DIRECTIONS FOR THIS TASK:
Which lines of the data below contain the word "wooden"? Copy each of them.
***** EXCERPTED DATA *****
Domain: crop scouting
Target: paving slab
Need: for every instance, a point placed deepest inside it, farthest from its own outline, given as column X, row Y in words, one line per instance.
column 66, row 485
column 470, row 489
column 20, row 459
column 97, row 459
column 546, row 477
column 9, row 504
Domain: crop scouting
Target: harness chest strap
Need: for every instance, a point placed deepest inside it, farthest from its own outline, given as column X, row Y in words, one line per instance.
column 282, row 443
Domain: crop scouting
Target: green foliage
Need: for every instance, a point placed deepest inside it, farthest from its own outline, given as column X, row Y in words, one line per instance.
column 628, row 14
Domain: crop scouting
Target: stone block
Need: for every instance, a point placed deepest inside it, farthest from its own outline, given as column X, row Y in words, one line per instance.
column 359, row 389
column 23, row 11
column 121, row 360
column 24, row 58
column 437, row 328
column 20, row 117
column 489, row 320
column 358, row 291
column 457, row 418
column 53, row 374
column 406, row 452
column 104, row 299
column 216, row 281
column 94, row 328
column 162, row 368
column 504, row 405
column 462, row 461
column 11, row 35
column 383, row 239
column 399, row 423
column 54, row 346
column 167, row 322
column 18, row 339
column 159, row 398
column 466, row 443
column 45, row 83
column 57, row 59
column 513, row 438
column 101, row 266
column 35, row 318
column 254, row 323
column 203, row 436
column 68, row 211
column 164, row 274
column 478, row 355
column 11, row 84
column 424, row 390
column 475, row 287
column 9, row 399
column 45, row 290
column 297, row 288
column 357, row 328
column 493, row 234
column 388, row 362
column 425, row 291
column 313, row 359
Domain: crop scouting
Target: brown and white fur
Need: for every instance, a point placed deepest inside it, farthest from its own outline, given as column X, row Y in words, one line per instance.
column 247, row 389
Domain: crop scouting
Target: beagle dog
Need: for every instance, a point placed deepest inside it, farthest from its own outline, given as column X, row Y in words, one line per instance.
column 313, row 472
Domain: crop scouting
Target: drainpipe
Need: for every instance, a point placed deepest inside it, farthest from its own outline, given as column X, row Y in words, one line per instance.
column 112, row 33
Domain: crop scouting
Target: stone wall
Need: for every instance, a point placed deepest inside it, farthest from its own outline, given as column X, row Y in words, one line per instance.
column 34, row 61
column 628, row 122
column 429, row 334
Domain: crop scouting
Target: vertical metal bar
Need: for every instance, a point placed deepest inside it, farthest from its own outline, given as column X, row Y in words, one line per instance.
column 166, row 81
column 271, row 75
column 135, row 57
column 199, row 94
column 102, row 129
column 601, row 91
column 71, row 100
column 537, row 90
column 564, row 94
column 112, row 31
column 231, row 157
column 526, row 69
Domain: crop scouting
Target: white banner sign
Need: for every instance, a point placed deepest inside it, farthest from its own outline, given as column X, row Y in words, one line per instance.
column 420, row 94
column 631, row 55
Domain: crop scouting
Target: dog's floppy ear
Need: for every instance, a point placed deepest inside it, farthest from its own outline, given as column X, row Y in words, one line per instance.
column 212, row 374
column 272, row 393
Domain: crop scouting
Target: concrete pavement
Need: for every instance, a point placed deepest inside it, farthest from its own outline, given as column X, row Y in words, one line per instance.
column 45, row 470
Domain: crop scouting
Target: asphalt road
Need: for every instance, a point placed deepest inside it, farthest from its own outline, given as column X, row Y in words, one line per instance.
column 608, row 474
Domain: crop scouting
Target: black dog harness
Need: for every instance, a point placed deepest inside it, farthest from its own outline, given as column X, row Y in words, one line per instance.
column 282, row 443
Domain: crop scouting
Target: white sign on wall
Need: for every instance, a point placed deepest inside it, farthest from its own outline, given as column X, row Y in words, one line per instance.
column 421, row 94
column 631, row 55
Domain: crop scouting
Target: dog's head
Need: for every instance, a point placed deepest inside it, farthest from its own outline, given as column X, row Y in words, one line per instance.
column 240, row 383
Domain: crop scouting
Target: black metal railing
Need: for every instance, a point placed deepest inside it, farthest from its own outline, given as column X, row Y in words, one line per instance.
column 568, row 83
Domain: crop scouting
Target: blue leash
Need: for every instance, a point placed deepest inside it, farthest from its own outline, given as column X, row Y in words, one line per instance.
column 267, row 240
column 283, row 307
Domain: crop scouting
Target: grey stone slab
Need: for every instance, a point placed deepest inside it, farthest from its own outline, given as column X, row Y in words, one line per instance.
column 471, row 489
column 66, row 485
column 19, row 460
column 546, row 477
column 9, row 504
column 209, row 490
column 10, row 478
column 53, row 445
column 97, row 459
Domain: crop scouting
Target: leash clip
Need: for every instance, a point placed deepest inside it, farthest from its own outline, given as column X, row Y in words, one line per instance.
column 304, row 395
*****
***** EXCERPTED DATA *****
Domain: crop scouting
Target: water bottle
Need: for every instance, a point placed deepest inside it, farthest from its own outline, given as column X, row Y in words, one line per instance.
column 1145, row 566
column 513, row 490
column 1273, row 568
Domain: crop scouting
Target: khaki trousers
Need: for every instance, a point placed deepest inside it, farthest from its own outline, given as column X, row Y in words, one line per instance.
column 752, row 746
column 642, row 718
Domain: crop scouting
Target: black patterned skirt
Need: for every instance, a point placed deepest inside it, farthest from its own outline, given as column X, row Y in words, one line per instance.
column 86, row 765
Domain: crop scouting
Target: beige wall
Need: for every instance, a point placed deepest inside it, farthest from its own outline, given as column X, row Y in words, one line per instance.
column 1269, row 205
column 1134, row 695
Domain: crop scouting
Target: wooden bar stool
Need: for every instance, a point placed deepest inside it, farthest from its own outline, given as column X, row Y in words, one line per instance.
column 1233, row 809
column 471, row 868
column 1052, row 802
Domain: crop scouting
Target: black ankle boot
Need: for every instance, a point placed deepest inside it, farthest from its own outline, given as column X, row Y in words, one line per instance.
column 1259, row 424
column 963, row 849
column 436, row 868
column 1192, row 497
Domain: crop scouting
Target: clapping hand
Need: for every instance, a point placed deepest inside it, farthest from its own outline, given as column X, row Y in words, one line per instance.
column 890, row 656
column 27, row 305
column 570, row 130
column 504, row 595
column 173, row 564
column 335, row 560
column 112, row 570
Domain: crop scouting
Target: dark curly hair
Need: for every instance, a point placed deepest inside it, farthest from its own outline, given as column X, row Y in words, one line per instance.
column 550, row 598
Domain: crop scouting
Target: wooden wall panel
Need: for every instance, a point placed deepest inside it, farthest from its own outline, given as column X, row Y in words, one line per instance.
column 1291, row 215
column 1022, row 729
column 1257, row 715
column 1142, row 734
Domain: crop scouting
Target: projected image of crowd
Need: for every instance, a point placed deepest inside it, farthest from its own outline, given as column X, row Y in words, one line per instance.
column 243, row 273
*****
REPLY:
Target: wooden bar stool
Target: wooden wall panel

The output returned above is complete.